● Sfida
Riporta, per favore, tutte le righe dei record che contengono la parola "every".

● Voci estratte
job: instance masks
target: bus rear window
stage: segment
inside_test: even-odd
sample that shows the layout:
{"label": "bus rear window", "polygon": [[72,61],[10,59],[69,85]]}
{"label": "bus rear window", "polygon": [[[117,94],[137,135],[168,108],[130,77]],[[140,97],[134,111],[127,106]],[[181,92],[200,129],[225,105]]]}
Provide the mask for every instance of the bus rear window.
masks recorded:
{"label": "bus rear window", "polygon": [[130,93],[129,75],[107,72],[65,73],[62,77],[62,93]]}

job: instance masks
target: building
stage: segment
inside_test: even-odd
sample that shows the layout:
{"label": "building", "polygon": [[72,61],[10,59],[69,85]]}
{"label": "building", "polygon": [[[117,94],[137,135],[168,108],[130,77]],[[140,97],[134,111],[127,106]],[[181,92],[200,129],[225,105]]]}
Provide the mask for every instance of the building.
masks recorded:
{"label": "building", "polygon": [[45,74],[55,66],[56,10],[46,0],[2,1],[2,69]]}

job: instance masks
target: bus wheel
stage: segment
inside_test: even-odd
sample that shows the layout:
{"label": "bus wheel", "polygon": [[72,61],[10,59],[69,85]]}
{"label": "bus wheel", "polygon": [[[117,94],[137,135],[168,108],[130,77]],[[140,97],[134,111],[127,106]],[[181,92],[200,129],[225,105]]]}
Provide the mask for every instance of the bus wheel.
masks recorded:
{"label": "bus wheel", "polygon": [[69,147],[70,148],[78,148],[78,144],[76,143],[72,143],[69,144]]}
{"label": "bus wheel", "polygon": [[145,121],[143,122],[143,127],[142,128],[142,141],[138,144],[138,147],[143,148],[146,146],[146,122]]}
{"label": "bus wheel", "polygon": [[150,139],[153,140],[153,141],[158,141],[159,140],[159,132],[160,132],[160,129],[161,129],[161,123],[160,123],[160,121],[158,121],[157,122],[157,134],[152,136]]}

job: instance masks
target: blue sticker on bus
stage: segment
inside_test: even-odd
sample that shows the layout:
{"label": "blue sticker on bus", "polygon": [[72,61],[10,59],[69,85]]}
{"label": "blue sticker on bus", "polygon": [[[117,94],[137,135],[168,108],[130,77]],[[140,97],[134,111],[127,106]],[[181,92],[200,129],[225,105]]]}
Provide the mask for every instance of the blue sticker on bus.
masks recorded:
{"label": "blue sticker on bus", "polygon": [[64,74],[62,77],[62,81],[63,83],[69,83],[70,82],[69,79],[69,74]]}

● Esito esercizio
Provide the mask for every instance of the bus rear window.
Provide the mask for every instance of the building.
Provide the mask for every instance of the bus wheel.
Provide the mask for every instance of the blue sticker on bus.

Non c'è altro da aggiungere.